■ **AUSZUG**
>>>

MOSKAU. Was lange in der Nachbarschaftskrise lebte, rückt nun umso enger zusammen. Auf diese Formel lässt sich bringen, was der russische Präsident Dmitrij Medwedjew und sein ukrainischer Amtskollege Viktor Janukowitsch am Mittwoch in der ostukrainischen Stadt Charkow vereinbart haben. Demnach wird die vor der Krim ankernde russische Schwarzmeerflotte nicht – wie vertraglich vorgesehen – im Jahr 2017 in russische Gewässer verlegt, sondern verbleibt um weitere 25 Jahre auf der Krim. Laut Medwedjew wurde auch eine Option auf zusätzliche fünf Jahre ausgehandelt.

Als Gegenleistung verbilligt Russland seine Gaslieferungen und revidiert damit jene Gasverträge, die es erst vor gut einem Jahr mit Janukowitschs Amtsvorgängerin Julia Timoschenko ausgehandelt hatte und die die bilateralen Gaskonflikte ein für alle Mal beenden sollten. Laut Medwedjew erhalte die Ukraine fortan einen Preisnachlass um 100 Dollar, wenn der Gaspreis über 330 Dollar je 1000 Kubikmeter liege, oder um 30 Prozent, sofern er sich darunter bewege. Janukowitsch kommentierte: „Diese Vereinbarungen sind beispiellos.“

Als nicht weniger beispiellos werten Beobachter die Art des Tausches – sprich die Vertragsverlängerung für die Schwarzmeerflotte. Der Schritt hatte jahrelang als tabu gegolten und bedarf im Übrigen auch jetzt erst noch einer Änderung der Verfassung, die bisher – wohlgemerkt nur in einem Zusatzpapier – ausschließlich eine temporäre Stationierung vorsieht.

<<<

■ **ZU ERLEDIGENDE AUFGABEN**
1 – Beantworten Sie anhand des Auszugs über die Schwarzmeerflotte die folgenden Fragen.
(a) In welcher Stadt trafen Medwedjew und Janukowitsch ihre Vereinbarung?
(b) Um wie viele Jahre verbleibt die russische Schwarzmeerflotte laut Vereinbarung länger auf der Krim?
(c) Mit wem hatte Russland die Gasverträge ausgehandelt, die nun revidiert werden?
2 – Nennen Sie alle Personen, die im Auszug über die Schwarzmeerflotte namentlich erwähnt werden.
3 – Führen Sie den Auszug über die Schwarzmeerflotte nach seinem letzten Satz fort.

■ **LISTE DER DATEN**

>>>

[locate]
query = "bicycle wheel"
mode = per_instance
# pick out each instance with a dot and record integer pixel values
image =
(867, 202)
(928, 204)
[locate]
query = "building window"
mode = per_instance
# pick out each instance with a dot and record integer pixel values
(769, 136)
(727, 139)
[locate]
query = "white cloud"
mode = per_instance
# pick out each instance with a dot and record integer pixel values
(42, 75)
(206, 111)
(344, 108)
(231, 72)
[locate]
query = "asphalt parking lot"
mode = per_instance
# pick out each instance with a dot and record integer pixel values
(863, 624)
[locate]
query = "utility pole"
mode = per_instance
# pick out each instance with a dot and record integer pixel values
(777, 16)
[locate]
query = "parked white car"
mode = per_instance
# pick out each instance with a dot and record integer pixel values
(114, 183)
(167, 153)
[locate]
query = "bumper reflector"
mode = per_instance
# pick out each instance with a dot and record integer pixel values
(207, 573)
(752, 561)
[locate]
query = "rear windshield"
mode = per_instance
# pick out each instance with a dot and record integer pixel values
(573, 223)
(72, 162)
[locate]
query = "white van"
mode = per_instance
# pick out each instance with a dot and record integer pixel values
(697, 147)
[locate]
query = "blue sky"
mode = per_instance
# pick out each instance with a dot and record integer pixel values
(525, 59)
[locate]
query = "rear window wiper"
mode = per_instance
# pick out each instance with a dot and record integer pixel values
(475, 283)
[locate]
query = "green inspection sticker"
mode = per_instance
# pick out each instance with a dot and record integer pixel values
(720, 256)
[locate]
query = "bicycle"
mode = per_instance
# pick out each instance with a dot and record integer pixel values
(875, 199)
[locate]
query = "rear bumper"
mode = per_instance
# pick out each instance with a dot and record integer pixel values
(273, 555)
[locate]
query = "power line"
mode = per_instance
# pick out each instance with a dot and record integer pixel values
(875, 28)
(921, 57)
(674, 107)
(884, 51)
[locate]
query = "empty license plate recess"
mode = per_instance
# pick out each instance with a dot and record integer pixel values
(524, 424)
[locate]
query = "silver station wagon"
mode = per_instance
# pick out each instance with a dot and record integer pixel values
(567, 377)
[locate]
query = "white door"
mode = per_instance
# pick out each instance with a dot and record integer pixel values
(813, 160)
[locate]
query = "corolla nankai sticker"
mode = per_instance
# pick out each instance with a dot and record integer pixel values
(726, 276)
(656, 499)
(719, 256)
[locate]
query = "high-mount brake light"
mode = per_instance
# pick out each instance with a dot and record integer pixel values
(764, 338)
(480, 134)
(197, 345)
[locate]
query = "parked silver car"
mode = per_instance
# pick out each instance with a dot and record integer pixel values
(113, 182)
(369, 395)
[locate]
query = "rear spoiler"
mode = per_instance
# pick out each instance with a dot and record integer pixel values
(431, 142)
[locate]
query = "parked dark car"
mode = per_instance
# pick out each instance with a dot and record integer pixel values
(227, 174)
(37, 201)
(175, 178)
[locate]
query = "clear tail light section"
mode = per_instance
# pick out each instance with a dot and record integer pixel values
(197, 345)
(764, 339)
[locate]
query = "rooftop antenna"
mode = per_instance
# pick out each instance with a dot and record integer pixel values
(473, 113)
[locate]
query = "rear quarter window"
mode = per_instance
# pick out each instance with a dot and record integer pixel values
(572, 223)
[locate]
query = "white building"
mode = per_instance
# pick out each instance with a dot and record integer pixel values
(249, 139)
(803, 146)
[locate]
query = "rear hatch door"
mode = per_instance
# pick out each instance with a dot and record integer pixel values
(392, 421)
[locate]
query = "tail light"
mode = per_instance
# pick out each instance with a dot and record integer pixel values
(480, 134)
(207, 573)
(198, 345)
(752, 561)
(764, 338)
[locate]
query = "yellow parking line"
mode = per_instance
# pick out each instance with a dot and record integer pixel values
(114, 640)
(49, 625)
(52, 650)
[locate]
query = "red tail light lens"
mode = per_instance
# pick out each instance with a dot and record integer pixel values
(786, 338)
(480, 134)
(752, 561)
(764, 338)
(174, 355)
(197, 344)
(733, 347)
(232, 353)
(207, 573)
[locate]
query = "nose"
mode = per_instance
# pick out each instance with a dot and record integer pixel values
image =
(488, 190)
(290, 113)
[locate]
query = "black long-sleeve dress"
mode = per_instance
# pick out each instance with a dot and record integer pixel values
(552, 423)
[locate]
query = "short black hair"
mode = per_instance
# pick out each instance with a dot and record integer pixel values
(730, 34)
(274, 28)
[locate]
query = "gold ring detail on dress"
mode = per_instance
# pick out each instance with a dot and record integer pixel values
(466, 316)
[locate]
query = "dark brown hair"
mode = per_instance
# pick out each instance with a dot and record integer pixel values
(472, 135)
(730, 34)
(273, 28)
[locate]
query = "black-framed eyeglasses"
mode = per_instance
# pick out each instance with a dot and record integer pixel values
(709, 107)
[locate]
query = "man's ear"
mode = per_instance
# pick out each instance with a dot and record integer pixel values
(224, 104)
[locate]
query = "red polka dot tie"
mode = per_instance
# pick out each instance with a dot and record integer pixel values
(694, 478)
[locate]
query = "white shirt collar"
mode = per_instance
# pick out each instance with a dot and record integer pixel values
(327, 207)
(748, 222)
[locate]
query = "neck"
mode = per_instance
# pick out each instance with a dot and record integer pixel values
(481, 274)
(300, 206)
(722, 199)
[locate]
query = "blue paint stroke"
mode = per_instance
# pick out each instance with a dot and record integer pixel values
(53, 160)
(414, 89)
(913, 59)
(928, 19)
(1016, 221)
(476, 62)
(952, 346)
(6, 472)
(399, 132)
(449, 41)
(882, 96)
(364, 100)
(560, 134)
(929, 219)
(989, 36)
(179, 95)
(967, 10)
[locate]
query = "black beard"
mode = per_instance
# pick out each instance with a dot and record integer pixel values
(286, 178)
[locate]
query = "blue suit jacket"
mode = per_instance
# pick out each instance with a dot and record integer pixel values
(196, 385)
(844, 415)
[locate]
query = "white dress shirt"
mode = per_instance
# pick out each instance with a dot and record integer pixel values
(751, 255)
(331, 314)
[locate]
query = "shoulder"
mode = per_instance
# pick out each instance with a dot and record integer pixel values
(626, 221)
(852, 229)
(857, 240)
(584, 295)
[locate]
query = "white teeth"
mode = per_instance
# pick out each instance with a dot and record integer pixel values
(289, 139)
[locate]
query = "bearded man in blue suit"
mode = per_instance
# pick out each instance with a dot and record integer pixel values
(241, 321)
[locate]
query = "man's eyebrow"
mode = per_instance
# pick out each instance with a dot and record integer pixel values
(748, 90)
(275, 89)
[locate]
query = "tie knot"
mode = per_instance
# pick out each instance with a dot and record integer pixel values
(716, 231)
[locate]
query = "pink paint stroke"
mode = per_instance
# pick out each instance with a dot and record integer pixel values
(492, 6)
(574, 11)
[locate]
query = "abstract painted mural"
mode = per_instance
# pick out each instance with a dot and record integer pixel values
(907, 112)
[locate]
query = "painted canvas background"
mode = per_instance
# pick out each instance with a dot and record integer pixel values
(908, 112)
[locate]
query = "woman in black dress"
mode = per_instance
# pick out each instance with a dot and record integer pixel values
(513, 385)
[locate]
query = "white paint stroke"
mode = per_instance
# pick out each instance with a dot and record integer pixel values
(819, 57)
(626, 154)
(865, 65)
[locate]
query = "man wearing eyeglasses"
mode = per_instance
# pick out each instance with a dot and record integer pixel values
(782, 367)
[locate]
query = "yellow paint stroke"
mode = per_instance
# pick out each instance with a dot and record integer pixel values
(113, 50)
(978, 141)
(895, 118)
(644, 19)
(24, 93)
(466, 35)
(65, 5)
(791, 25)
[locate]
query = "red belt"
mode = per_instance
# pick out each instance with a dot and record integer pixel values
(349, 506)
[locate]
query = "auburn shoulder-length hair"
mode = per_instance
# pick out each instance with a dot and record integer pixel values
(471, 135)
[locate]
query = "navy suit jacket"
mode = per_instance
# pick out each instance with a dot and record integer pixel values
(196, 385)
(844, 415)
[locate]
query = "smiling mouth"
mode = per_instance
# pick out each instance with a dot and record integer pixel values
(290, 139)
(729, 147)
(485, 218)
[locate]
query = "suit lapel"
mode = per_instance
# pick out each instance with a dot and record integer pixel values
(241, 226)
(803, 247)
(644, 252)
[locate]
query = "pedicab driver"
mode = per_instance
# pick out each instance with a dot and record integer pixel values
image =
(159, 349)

<<<

■ **ENDGÜLTIGE ANTWORTEN**
1 –
(a) In Charkow.
(b) Um weitere 25 Jahre.
(c) Mit Julia Timoschenko.

2 – Dmitrij Medwedjew, Viktor Janukowitsch, Julia Timoschenko

3 –
„Souveränität ist der Verlierer“

„Der Verlierer ist die ukrainische Souveränität“, sagt Vitali Bala, Politologe einer ukrainischen Denkfabrik. „Wir lassen uns Fußfesseln anlegen, und alles nur, weil es uns wirtschaftlich schlecht geht.“ In der Tat ist der Tausch ökonomisch motiviert. Musste die ukrainische Wirtschaft, die im Vorjahr um 15,1 Prozent eingebrochen ist, durch einen Milliardenkredit des Internationalen Währungsfonds vor dem Kollaps gerettet werden, so keuchte sie bis zuletzt unter den russischen Gaspreisen.

Als größter Abnehmer von russischem Gas und als größtes Transitland für den Gastransport nach Europa hätte sie heuer im Schnitt 334 Dollar je 1000 Kubikmeter berappen sollen. Dies hätte unweigerlich zu Preiserhöhungen für die Bevölkerung geführt.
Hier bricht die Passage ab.